Work required ▸
Read the listing below and copy out each line where the word "train" occurs.

━━ Extracted records ━━

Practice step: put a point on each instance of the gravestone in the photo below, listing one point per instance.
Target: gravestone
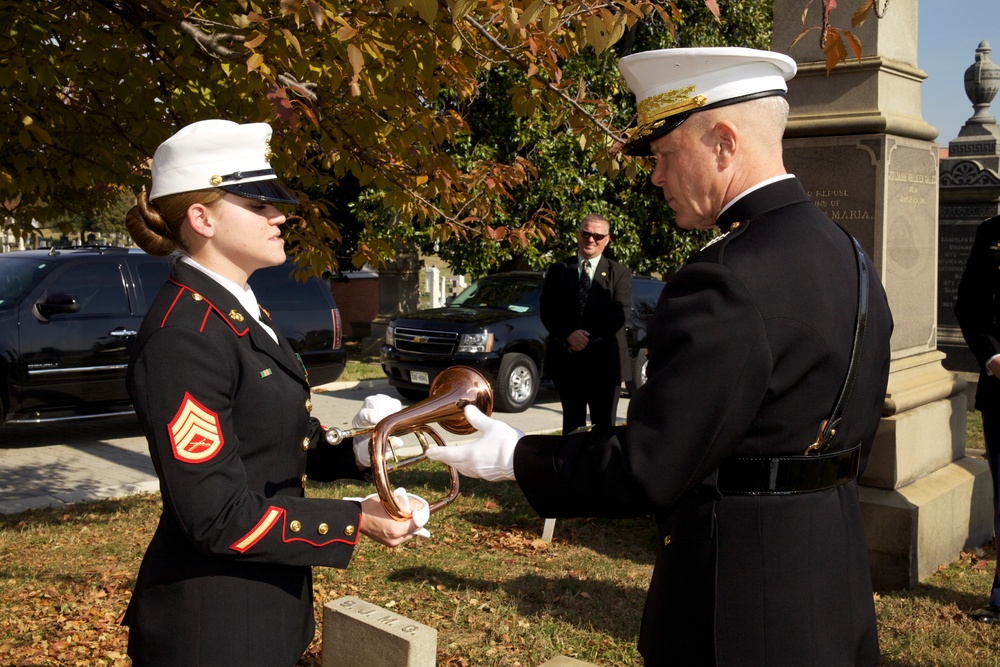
(858, 143)
(360, 634)
(970, 193)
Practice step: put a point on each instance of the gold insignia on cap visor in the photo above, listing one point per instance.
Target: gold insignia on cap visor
(666, 104)
(218, 153)
(670, 84)
(195, 432)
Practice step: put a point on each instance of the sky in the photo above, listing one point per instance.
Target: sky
(948, 33)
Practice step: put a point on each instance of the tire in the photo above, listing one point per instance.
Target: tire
(411, 394)
(638, 375)
(517, 383)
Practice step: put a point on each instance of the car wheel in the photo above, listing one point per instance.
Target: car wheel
(411, 394)
(517, 383)
(638, 375)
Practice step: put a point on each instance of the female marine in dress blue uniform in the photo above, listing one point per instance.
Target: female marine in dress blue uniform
(224, 403)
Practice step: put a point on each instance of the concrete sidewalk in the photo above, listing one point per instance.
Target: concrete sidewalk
(48, 465)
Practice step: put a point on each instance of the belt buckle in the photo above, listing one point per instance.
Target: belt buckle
(816, 446)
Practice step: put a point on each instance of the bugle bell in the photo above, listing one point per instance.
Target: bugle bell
(453, 389)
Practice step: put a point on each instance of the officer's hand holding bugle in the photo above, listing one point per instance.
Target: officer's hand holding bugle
(491, 457)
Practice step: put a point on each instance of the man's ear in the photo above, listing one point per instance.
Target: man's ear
(200, 221)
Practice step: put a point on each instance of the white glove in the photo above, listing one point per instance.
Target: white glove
(491, 457)
(375, 408)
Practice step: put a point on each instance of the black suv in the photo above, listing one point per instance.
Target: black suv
(494, 326)
(69, 319)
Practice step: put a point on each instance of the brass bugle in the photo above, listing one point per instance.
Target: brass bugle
(453, 389)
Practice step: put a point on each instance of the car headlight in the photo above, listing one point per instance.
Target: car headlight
(478, 342)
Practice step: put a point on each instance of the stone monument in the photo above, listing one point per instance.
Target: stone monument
(970, 193)
(858, 143)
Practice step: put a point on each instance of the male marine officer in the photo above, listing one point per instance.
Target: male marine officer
(750, 349)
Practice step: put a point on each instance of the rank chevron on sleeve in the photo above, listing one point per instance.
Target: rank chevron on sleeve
(195, 433)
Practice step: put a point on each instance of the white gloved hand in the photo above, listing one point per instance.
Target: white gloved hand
(375, 408)
(379, 526)
(491, 457)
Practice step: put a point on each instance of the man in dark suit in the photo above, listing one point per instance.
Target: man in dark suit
(752, 352)
(977, 310)
(585, 303)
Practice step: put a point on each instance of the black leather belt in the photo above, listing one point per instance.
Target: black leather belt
(783, 475)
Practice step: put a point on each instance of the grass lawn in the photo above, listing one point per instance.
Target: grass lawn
(496, 593)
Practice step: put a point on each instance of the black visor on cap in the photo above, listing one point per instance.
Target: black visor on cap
(640, 146)
(271, 191)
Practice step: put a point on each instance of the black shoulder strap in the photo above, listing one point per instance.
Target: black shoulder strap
(829, 428)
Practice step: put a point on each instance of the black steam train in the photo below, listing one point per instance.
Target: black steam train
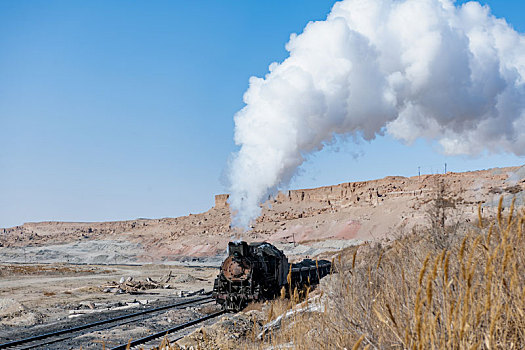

━━━

Your response ▸
Practice step: put a point on each instance of the black steam train in the photo below, listing one point per instance.
Target: black steam train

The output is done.